** start of Passage given **

The ASI has some remarkable balanced policy alternatives to mitigate these costs, having ignored my suggestion that trade unions’ demands were to be printed off and used as alternative fuel until the Strait of Hormuz has reopened. They proposed a few incredibly moderate policies: exempting all SMEs from mandatory access, reducing the maximum frequency of union visits from weekly to monthly, and limiting union activities to lunch and rest breaks. And we should also only permit access to workplaces with at least two existing union members, so as to ensure at least some level of desire on behalf of workers.
There was broad hope across SMEs that these sorts of compromises would be accepted by Labour. Instead they have capitulated to their paymasters. We will all suffer from paying such bribes, whether in the form of actual money or just raw power, to such endlessly greedy organisations. Just ask those striking junior doctors.

** end of Passage given **

Aim of the exercise: Write out the portion of the passage on union workplace access between "There was broad" and "striking junior doctors.", inclusive, reproducing its wording precisely.

** start of Data supplied **

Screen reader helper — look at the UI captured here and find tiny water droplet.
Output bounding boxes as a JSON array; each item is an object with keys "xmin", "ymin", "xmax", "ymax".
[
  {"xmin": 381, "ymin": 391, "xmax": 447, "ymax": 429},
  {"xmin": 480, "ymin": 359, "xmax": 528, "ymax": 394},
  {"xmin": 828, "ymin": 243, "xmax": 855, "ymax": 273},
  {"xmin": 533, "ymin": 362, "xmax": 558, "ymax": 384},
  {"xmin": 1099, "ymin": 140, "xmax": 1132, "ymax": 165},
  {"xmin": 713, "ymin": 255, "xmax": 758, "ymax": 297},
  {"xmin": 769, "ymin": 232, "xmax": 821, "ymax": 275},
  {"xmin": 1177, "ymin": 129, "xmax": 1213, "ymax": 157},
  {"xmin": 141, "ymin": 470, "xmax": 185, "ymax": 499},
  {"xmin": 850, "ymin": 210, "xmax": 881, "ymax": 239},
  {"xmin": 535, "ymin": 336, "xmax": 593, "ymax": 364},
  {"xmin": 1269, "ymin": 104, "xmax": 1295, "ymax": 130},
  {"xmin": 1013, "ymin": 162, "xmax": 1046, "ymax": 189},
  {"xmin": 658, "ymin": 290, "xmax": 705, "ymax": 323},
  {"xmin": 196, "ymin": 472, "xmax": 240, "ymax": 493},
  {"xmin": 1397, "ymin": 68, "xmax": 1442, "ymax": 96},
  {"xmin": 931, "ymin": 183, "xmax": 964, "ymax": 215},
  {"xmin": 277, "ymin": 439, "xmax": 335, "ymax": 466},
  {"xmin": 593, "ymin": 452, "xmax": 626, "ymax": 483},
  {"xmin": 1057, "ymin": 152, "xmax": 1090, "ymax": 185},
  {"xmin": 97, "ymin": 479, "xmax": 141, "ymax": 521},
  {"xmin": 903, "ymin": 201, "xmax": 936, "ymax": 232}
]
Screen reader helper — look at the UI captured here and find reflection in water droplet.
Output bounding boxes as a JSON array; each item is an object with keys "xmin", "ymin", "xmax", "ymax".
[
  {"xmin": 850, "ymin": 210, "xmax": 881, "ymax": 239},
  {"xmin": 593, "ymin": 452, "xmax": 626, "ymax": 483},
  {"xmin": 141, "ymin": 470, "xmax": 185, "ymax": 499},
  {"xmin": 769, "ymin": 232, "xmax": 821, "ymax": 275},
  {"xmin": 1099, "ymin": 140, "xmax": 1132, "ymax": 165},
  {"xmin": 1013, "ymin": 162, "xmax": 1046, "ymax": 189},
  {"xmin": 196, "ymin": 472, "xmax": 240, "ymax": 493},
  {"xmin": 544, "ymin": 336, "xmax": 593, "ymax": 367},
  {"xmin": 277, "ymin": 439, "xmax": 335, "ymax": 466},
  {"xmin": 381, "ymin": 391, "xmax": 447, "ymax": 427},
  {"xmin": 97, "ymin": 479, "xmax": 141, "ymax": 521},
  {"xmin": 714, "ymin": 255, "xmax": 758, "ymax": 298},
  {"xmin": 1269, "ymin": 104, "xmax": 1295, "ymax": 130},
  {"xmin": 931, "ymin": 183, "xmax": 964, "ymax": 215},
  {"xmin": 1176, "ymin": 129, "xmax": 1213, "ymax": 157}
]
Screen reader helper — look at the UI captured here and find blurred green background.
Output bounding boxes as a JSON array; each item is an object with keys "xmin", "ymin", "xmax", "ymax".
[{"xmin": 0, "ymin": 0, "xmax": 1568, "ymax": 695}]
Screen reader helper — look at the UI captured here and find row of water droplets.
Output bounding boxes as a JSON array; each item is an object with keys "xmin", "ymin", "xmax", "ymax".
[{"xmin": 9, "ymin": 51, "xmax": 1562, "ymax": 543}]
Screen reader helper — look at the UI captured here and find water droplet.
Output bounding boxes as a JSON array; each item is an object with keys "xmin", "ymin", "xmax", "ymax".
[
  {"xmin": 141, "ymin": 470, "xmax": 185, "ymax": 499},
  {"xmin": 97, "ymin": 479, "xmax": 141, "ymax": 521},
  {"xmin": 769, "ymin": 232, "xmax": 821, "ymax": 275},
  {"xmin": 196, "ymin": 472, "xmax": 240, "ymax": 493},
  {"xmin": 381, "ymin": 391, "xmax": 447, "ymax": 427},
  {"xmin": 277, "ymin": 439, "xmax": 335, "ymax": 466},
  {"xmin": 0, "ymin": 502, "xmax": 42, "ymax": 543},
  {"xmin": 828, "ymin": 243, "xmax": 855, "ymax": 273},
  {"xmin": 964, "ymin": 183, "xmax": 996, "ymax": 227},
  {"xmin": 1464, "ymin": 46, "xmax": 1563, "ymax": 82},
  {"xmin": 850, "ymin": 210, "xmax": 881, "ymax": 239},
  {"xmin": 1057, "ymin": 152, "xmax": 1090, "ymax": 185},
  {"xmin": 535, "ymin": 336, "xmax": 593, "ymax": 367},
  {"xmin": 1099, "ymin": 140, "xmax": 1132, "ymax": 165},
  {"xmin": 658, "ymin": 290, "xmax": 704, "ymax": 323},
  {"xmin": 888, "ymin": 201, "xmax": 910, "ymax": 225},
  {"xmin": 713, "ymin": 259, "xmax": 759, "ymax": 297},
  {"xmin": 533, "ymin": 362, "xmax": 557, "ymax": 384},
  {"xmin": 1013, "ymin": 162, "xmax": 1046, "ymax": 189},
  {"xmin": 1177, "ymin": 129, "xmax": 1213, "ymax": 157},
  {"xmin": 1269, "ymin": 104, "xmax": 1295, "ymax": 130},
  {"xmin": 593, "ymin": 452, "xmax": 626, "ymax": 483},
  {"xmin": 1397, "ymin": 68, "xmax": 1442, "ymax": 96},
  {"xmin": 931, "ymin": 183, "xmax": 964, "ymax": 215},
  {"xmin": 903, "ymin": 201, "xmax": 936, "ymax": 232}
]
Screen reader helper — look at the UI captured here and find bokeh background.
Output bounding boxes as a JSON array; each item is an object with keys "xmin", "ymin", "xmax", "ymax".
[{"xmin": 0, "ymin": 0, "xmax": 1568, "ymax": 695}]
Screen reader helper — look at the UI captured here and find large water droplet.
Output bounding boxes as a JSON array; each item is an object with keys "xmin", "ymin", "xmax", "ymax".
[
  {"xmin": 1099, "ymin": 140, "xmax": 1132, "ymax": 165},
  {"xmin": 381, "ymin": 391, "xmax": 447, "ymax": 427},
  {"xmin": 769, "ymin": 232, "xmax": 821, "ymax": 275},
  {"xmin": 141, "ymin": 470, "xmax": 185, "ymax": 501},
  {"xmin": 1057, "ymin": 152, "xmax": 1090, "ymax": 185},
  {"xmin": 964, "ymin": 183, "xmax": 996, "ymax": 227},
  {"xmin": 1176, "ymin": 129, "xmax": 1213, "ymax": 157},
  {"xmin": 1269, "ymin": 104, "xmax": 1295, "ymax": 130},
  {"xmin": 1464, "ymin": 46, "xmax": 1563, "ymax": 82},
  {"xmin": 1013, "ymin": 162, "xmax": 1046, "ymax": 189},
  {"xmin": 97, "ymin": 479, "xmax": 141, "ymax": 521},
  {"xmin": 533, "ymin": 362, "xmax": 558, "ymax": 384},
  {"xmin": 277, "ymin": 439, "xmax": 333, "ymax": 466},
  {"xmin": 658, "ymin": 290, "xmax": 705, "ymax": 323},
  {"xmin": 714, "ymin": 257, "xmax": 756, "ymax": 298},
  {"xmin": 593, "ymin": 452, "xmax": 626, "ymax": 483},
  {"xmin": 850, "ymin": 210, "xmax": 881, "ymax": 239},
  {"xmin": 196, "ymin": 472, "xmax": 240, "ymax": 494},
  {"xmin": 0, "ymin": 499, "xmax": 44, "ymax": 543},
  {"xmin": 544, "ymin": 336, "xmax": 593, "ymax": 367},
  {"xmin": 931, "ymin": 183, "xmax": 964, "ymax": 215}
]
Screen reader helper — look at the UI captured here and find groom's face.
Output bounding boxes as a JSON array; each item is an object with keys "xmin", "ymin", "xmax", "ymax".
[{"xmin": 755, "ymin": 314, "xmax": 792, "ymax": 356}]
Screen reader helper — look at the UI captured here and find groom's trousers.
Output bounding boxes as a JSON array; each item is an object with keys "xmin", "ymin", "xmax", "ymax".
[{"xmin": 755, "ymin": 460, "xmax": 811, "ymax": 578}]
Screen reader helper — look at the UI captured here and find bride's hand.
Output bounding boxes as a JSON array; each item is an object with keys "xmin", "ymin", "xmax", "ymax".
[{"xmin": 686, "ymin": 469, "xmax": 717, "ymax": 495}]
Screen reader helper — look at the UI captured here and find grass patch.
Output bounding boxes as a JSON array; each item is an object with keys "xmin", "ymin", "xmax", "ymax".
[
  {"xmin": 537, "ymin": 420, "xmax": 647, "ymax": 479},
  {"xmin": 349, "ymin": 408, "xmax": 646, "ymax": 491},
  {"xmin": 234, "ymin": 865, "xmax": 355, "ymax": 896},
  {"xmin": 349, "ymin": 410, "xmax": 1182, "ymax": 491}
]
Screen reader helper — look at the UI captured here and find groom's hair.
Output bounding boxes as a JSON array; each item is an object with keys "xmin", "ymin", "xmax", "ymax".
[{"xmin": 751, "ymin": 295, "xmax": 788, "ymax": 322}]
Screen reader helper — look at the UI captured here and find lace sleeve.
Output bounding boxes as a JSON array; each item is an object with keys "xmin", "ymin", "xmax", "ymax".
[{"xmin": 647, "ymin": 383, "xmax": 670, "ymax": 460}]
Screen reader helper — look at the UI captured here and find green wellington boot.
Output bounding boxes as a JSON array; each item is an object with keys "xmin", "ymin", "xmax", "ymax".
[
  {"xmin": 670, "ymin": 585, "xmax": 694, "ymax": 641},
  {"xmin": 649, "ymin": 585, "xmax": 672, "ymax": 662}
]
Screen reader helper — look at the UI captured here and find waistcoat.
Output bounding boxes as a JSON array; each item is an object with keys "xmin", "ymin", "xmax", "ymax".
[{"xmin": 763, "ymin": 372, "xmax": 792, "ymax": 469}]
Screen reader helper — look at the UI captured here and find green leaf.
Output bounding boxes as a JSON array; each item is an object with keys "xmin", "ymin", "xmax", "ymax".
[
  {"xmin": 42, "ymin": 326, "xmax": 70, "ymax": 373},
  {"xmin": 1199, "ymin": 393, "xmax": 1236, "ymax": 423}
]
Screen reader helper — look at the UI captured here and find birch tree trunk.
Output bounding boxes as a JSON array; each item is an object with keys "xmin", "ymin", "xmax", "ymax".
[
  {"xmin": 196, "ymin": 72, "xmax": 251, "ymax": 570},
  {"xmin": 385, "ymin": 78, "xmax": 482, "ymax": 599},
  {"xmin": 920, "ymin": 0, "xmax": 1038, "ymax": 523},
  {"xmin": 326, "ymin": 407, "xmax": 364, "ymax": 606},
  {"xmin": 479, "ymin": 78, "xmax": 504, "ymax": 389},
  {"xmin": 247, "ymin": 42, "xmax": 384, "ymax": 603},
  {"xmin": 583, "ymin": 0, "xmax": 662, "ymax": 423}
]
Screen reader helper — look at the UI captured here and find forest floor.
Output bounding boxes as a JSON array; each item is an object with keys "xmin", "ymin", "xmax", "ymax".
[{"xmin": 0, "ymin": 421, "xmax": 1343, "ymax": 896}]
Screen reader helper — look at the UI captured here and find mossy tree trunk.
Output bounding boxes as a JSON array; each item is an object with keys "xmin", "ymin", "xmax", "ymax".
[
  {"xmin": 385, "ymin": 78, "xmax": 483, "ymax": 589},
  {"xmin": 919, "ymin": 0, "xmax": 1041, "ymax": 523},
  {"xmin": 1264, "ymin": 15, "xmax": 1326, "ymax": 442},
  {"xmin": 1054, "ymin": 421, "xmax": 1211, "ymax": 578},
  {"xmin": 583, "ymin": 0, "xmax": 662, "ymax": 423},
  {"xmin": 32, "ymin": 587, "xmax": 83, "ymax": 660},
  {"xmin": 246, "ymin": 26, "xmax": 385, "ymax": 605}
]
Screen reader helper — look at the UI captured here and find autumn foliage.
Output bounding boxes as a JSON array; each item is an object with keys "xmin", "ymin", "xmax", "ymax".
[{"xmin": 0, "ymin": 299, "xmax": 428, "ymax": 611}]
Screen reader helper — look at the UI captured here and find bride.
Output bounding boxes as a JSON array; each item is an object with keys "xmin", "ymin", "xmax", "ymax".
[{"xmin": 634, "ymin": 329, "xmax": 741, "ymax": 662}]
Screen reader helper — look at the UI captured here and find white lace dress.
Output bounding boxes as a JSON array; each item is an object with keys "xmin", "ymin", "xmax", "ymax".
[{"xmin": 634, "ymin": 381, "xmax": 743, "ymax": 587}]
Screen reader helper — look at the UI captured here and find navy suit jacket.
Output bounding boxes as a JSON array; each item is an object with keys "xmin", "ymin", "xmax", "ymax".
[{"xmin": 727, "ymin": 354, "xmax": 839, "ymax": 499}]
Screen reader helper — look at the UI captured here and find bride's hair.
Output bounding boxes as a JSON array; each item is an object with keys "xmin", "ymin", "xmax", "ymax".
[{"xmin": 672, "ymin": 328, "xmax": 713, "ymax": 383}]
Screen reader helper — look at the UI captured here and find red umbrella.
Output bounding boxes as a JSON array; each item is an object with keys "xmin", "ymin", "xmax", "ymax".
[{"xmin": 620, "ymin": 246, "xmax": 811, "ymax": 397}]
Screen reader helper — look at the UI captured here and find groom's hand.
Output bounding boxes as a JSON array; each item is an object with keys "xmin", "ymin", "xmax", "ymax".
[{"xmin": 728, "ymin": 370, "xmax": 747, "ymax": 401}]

** end of Data supplied **

Correct result:
There was broad hope across SMEs that these sorts of compromises would be accepted by Labour. Instead they have capitulated to their paymasters. We will all suffer from paying such bribes, whether in the form of actual money or just raw power, to such endlessly greedy organisations. Just ask those striking junior doctors.